PAGE EXTRACT =
Google Shopping Title Optimization: What Still Works When Google Rewrites Your Titles Anyway
A study that circulated on Reddit showed that more than 90% of Google Shopping titles are actively rewritten by Google. If that is true, it is fair to ask: why spend time on title optimization at all?
The short answer: garbage in, garbage out. Google rewrites your title, but builds that new version from the data you supply. If your product name is "Blue sweater size M," the algorithm has little to work with. If your product name is "Men's wool sweater cobalt blue 100% merino size M," the algorithm starts from a very different position.
You do not dictate what ends up in the Shopping ad. But you do determine the quality of the material the algorithm works with.

Key insights
- Google rewrites Shopping titles by default through Product Data Customization, but always works from your original feed data.
- The source of your title sits in your store, not in your feed tool. A generic product name is the real problem.

SUPPLIED MATERIAL =
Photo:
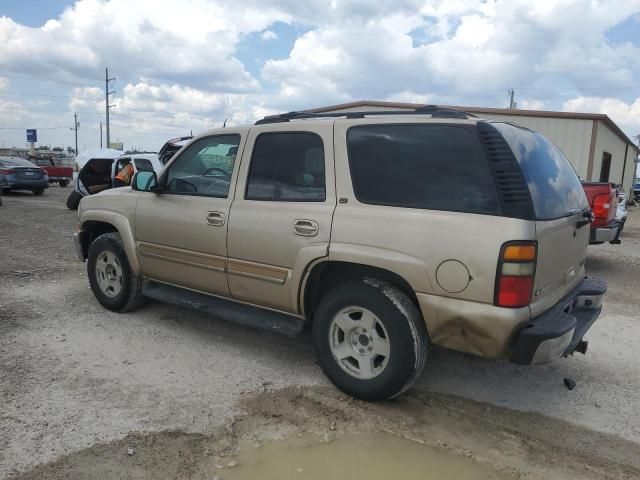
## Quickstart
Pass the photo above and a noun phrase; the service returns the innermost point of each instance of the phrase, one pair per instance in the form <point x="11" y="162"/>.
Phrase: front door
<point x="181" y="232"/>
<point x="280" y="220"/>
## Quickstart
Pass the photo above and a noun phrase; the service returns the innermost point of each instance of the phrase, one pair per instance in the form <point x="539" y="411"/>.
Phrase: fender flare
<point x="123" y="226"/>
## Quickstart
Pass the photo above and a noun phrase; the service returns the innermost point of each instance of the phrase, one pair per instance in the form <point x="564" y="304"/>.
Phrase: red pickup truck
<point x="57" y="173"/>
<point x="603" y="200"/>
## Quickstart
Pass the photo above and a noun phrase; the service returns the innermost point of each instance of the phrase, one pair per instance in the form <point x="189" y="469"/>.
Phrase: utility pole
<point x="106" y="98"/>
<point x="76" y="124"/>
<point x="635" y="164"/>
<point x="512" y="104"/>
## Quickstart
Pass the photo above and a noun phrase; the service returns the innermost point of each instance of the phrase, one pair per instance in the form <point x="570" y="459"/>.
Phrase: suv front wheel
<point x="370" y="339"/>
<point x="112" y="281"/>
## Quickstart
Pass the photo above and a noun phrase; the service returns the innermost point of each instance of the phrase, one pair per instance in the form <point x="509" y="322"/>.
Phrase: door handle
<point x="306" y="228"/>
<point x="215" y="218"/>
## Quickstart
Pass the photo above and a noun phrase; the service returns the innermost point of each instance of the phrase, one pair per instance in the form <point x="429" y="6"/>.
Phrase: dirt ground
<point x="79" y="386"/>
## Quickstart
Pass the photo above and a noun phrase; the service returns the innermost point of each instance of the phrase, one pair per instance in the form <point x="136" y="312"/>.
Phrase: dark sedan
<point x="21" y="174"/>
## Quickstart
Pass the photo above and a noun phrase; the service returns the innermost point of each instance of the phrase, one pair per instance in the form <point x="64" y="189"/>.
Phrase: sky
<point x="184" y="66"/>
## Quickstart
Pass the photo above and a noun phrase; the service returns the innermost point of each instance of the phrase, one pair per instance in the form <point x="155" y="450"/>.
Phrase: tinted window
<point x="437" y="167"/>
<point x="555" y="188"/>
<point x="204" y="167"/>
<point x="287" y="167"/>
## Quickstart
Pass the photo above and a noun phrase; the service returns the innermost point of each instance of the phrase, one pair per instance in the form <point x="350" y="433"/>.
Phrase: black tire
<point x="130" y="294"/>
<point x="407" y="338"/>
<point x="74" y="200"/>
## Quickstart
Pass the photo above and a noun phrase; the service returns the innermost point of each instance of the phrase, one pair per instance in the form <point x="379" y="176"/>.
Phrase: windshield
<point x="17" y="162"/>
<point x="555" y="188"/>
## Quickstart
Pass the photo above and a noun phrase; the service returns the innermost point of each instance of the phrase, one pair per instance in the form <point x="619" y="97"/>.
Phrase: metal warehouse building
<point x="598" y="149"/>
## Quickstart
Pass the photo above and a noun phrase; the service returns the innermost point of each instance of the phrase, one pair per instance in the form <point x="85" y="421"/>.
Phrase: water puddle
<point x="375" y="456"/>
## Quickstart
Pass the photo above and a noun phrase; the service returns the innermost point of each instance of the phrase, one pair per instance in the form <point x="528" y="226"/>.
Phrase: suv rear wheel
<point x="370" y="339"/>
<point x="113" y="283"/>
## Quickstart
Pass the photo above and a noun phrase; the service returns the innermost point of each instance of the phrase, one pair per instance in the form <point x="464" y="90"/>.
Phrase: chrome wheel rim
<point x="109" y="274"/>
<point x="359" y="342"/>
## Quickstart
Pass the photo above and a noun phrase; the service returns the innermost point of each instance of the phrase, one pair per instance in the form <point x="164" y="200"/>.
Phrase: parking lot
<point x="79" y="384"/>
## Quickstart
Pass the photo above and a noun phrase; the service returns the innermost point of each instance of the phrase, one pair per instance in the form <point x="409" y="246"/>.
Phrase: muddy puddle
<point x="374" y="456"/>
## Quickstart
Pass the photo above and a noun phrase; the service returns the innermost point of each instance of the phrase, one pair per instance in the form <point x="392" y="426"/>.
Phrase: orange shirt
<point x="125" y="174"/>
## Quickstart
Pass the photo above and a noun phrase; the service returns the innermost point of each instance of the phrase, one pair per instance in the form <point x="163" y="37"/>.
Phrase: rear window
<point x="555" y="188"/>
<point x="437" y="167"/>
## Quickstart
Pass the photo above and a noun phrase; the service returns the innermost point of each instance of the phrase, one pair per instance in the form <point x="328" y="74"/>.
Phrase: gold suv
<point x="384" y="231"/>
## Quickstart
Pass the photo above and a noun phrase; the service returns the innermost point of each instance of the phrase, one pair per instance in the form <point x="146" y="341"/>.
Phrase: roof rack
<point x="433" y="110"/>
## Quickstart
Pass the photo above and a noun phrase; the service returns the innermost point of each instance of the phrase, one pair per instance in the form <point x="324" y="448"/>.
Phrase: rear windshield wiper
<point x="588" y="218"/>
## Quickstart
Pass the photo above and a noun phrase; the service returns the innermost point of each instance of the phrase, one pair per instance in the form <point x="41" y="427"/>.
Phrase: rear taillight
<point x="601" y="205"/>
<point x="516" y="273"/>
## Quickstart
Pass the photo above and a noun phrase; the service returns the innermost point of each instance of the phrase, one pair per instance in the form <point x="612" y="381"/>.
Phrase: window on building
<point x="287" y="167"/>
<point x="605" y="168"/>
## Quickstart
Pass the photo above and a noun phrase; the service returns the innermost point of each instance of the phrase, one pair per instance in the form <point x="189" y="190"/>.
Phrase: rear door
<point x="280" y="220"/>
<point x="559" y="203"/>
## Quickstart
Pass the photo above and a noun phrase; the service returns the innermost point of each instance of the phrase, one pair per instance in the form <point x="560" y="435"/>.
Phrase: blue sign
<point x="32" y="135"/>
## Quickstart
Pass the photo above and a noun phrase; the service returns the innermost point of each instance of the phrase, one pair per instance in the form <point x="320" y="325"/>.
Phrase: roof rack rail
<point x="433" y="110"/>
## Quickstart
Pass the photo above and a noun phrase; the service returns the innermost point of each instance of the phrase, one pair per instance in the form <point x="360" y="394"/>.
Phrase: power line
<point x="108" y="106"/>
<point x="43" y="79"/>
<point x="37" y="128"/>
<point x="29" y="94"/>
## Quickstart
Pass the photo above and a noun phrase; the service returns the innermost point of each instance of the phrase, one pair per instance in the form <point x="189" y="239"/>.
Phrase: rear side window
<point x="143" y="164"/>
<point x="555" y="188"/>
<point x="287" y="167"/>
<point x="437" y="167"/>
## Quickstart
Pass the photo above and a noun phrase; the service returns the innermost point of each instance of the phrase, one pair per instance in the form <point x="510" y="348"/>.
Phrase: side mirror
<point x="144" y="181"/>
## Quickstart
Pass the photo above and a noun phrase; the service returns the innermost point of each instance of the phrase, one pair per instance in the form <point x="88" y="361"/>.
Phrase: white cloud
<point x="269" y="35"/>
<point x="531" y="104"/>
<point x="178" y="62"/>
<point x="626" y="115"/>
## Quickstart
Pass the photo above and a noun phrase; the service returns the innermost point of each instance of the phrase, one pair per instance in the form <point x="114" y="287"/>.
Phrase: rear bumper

--

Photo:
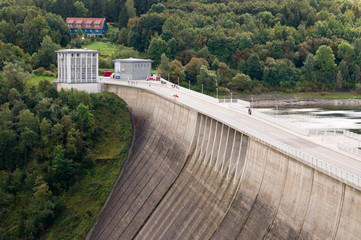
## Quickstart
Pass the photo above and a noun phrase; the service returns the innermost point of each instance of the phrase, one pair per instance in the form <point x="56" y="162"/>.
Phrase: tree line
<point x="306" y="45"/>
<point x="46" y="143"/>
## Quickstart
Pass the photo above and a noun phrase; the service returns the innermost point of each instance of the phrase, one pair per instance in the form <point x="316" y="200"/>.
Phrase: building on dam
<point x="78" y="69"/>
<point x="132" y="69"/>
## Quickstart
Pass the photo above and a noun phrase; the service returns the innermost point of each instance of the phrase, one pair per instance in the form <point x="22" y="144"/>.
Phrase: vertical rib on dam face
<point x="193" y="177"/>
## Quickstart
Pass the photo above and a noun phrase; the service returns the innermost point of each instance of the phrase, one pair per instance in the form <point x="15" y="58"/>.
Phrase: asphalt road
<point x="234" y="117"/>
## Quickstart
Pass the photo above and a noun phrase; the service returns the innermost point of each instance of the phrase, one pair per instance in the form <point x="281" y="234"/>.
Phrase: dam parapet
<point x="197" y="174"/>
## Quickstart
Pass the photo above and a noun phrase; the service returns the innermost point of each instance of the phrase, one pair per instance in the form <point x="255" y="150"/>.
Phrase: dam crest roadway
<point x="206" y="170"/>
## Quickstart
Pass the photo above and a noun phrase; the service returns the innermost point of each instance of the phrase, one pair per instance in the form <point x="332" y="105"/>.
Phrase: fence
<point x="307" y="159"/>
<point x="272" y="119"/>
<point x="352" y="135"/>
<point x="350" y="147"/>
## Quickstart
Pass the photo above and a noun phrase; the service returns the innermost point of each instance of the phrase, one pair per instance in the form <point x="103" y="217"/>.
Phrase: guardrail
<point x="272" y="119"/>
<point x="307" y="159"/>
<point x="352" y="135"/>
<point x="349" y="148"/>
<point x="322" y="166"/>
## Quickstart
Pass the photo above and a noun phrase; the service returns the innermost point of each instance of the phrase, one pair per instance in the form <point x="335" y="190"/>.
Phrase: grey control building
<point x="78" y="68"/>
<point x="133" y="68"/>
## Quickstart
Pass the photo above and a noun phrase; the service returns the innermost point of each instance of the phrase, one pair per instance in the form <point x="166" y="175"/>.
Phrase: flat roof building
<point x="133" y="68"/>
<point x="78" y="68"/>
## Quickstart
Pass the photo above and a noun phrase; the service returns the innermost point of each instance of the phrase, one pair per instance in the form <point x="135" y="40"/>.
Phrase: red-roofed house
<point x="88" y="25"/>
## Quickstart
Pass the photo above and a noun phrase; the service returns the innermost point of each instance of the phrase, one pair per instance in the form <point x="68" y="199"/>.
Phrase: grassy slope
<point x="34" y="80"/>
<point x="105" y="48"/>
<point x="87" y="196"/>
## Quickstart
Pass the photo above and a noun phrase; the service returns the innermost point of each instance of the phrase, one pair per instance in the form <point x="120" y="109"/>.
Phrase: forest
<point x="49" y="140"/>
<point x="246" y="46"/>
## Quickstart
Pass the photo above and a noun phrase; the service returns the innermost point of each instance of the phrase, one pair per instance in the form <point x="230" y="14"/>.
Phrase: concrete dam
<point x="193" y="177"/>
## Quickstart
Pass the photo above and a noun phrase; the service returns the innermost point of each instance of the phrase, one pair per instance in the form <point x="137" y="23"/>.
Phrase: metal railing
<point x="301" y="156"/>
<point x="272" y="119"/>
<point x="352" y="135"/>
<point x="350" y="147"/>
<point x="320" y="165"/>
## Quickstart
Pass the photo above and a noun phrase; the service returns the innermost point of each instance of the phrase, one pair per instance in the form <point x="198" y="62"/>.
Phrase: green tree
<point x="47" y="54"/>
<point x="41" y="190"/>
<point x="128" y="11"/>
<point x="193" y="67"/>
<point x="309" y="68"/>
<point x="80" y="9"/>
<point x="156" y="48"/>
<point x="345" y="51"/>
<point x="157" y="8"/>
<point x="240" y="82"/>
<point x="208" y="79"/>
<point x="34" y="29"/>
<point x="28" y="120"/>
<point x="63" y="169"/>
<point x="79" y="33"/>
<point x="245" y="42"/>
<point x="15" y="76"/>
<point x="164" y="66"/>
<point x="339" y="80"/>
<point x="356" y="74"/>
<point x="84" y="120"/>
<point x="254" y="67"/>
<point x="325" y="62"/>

DESCRIPTION OF THE TASK =
Print the passage on Google Shopping title optimization word for word from "You do not dictate" to "original feed data.". The material has no part in this work.

SOLUTION BELOW =
You do not dictate what ends up in the Shopping ad. But you do determine the quality of the material the algorithm works with.

Key insights
- Google rewrites Shopping titles by default through Product Data Customization, but always works from your original feed data.